SET TASK:
Write out every record in full, exactly as written, please.

### RECORD EXCERPTS ###

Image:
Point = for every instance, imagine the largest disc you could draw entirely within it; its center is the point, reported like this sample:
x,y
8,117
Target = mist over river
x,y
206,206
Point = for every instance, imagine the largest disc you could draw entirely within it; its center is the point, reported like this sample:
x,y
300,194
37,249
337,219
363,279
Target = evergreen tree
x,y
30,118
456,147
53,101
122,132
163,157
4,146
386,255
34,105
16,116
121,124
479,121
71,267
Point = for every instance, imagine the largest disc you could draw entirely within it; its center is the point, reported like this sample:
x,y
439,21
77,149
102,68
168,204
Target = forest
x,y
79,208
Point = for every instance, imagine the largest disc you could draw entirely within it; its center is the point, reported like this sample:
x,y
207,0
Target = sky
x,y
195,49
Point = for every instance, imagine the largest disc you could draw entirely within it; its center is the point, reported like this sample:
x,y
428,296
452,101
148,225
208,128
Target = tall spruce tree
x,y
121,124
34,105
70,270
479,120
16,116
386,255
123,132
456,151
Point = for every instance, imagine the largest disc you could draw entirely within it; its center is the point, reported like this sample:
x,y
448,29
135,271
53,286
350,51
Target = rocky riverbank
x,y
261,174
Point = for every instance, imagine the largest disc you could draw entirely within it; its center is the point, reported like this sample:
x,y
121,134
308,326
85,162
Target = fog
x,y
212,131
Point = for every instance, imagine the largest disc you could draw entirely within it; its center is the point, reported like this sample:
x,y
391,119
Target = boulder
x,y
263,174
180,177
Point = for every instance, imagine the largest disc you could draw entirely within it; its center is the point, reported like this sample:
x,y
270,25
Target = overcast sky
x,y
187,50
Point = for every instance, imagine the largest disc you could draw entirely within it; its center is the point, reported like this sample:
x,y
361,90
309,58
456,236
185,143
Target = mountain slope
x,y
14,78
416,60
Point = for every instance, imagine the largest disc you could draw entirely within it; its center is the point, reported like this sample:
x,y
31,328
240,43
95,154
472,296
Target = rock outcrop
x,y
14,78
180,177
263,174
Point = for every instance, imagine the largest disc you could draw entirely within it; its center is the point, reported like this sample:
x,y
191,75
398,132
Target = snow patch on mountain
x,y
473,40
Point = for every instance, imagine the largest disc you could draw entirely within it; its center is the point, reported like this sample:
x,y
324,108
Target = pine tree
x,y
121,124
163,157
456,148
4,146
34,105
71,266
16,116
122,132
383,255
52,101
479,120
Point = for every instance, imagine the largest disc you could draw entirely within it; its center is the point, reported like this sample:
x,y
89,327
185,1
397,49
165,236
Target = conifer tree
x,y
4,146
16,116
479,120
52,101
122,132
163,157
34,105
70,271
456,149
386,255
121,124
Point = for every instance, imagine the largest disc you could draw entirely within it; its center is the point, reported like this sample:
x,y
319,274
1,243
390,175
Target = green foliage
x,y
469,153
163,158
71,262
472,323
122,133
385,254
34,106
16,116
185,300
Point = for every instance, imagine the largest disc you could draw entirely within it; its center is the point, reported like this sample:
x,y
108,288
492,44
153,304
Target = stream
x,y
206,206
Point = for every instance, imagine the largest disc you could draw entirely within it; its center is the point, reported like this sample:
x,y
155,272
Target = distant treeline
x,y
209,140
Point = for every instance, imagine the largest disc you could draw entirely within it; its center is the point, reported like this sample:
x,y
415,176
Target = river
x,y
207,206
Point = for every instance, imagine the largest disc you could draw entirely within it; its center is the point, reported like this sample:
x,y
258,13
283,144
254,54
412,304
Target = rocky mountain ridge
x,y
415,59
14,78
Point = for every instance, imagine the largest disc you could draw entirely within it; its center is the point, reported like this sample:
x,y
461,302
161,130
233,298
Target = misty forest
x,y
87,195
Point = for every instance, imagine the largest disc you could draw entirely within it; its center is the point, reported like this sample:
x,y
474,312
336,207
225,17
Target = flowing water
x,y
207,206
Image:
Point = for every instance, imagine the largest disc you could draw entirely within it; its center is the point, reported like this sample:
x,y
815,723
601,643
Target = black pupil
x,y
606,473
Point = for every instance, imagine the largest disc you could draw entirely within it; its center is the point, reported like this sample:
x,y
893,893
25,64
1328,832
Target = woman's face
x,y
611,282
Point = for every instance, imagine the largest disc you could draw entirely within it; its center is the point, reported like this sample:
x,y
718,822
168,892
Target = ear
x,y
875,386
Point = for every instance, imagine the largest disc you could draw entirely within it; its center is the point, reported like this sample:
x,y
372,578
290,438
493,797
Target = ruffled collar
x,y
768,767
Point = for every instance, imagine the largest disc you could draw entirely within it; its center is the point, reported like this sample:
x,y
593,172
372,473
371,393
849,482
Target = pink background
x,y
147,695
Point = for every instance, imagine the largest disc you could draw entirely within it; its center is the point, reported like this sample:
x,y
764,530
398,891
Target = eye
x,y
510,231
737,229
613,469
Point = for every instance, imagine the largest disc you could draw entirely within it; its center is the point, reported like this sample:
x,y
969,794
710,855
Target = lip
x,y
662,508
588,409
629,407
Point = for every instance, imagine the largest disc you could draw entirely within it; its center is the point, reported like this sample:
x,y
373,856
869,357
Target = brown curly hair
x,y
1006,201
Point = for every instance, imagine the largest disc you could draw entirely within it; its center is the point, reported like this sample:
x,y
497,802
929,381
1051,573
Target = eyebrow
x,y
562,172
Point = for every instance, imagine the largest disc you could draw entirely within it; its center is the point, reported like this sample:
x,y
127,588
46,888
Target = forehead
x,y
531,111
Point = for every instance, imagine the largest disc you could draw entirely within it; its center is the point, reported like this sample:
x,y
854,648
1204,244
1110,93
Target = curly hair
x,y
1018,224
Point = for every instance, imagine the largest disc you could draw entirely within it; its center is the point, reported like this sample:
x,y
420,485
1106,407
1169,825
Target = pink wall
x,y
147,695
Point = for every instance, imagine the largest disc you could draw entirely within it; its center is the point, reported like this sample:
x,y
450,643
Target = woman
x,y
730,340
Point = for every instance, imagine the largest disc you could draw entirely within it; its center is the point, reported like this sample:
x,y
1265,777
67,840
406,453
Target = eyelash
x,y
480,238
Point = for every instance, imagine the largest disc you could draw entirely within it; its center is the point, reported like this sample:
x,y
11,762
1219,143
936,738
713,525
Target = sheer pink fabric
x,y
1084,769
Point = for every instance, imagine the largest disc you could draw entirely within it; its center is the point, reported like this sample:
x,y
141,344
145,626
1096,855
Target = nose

###

SOLUTION TO THE PROBLEM:
Image:
Point = for every instance, imagine the largest disc you could draw entirely within it; its center is the point, reported like this sample:
x,y
8,117
Target = mist over river
x,y
206,206
Point = for every instance, imagine the largest disc you could draw entirely within it; its center is the point, reported like this sample:
x,y
300,194
37,249
337,219
363,279
Target = evergreen tree
x,y
30,118
456,147
53,101
122,132
163,157
4,146
386,255
34,105
16,116
121,124
479,121
71,267
Point = for every instance, imagine the largest disc you could draw entirely within it; its center is the point, reported like this sample:
x,y
439,21
77,149
102,68
168,204
Target = forest
x,y
79,208
Point = for every instance, imagine the largest disc you could draw entirely within it; its center is the point, reported like this sample:
x,y
207,0
Target = sky
x,y
195,49
Point = for every instance, imagine the largest disc you could draw entirely within it; its center is the point, reported like this sample:
x,y
428,296
452,101
148,225
208,128
Target = tall spruce tree
x,y
121,124
34,105
70,270
479,120
16,116
386,255
123,132
456,151
Point = for every instance, imagine the largest disc you could draw entirely within it; its center is the point, reported like this sample:
x,y
448,29
135,271
53,286
350,51
Target = rocky riverbank
x,y
261,174
Point = for every instance, imagine the largest disc you could draw entirely within it; its center is the point, reported like this sample:
x,y
121,134
308,326
85,162
Target = fog
x,y
212,131
Point = for every instance, imagine the largest disc you could draw entirely within it; its center is the point, reported like this sample:
x,y
391,119
Target = boulder
x,y
263,174
180,177
Point = for every instance, imagine the largest disc you could draw entirely within it; its center is the point, reported like this sample:
x,y
270,25
Target = overcast sky
x,y
187,50
Point = for every instance, imagine the largest disc you could draw entirely within it; its center is the point, reported like this sample:
x,y
361,90
309,58
456,236
185,143
Target = mountain slope
x,y
14,78
416,60
Point = for every instance, imagine the largest disc you could draw entirely within it; its center is the point, reported like this sample:
x,y
31,328
240,43
95,154
472,296
Target = rock outcrop
x,y
14,78
180,177
263,174
Point = for every instance, imagine the largest disc you could draw entirely within it; its center is the point, reported like this sample:
x,y
191,75
398,132
Target = snow patch on mountain
x,y
473,40
Point = for every instance, imagine the largest disc you could draw entirely within it; its center is the point, reported like this sample:
x,y
324,108
Target = pine tree
x,y
121,124
163,157
456,148
4,146
34,105
71,266
16,116
122,132
383,255
52,101
479,120
Point = for every instance, imagine the largest disc you could draw entirely within it; its center is the point, reported like this sample:
x,y
89,327
185,1
397,49
165,236
Target = conifer tree
x,y
4,146
16,116
479,120
52,101
122,132
163,157
34,105
70,271
456,149
386,255
121,124
Point = for every instance, imagine the largest disc you could draw entirely within it; its center is the point, reported like this sample:
x,y
319,274
1,243
390,175
Target = green foliage
x,y
469,153
163,158
71,262
472,323
122,133
385,254
34,106
16,116
185,300
Point = for every instance, imagine the largest disc you could draw entirely within it; its center is the point, reported like this sample:
x,y
108,288
492,44
153,304
Target = stream
x,y
206,206
Point = for every instance, imagine the largest disc you could draw entirely within it; its center is the point, reported like this sample:
x,y
155,272
Target = distant treeline
x,y
209,140
Point = for every instance, imagine the largest disc you could draw entirely within it; its center is the point, reported like this sample:
x,y
415,176
Target = river
x,y
207,206
Point = for every instance, imagine the largest disc you could draw entirely within it; its center is the point, reported like this sample:
x,y
258,13
283,144
254,54
412,304
Target = rocky mountain ridge
x,y
415,59
14,78
Point = for every instance, imagine the largest disc you could draw entirely within it; its center is the point, reported like this sample:
x,y
461,302
161,130
233,298
Target = misty forest
x,y
87,195
Point = for every instance, imagine the largest disc you could draw entirely within it; its center is the point, reported like this sample:
x,y
474,312
336,207
225,17
Target = flowing water
x,y
207,206
Image:
Point = for every instance, imagine the largest disc you could draw entirely within it; its center is the point, reported like this sample:
x,y
815,723
601,643
Target = black pupil
x,y
606,473
Point = for every instance, imagine the largest disc you could draw entirely within it; its center is the point, reported like this sample:
x,y
893,893
25,64
1328,832
Target = woman's face
x,y
611,282
Point = for every instance, imagine the largest disc you could draw entirely within it; its center is the point, reported like this sample:
x,y
718,822
168,892
Target = ear
x,y
875,386
Point = for every instance, imagine the largest disc you could draw entirely within it; its center is the point, reported like this sample:
x,y
372,578
290,438
493,797
Target = ruffled collar
x,y
768,767
Point = for every instance, imagine the largest disc you could draw entirely within it; its center is the point, reported like this sample:
x,y
593,172
372,473
371,393
849,482
Target = pink background
x,y
147,695
Point = for every instance, imagine the largest disc you could draw entirely within it; its center is the point, reported like this sample:
x,y
764,530
398,891
Target = eye
x,y
510,231
737,229
613,469
Point = for every instance, imagine the largest disc you could draw entirely within it; its center is the point, reported like this sample:
x,y
969,794
710,855
Target = lip
x,y
662,508
588,409
629,407
Point = for every instance, imagine the largest disc you could draw entirely within it; its center is the point, reported like this sample:
x,y
373,856
869,357
Target = brown curly hair
x,y
1006,201
Point = for every instance, imagine the largest disc you could draw entirely within it; its center is the point, reported like this sample:
x,y
497,802
929,381
1051,573
Target = eyebrow
x,y
562,172
Point = for every instance, imagine the largest disc you could draw entirely within it; its center is the point, reported like this sample:
x,y
127,588
46,888
Target = forehead
x,y
531,111
Point = for every instance, imagine the largest disc you could draw entirely within it; its center is the point, reported like this sample:
x,y
854,648
1204,244
1110,93
Target = curly hair
x,y
1018,224
Point = for every instance, imagine the largest disc you could draw entirely within it; its center is the point, reported like this sample:
x,y
420,485
1106,407
1169,825
Target = pink wall
x,y
147,695
Point = for every instance, imagine the largest disc you could draw entirely within it; its center is the point, reported like this sample:
x,y
450,643
Target = woman
x,y
730,340
Point = for every instance, imagine the largest disc you could draw entirely within it; its center is the point, reported like this sample:
x,y
1265,777
67,840
406,453
Target = eyelash
x,y
480,238
Point = for every instance, imagine the largest disc you could draw entirely within it; its center is the point, reported like this sample:
x,y
11,762
1219,143
936,738
713,525
Target = sheer pink fabric
x,y
1084,769
Point = for every instance, imagine the largest disc you could draw entirely within it; its center is the point, reported like this sample:
x,y
141,344
145,626
1096,855
Target = nose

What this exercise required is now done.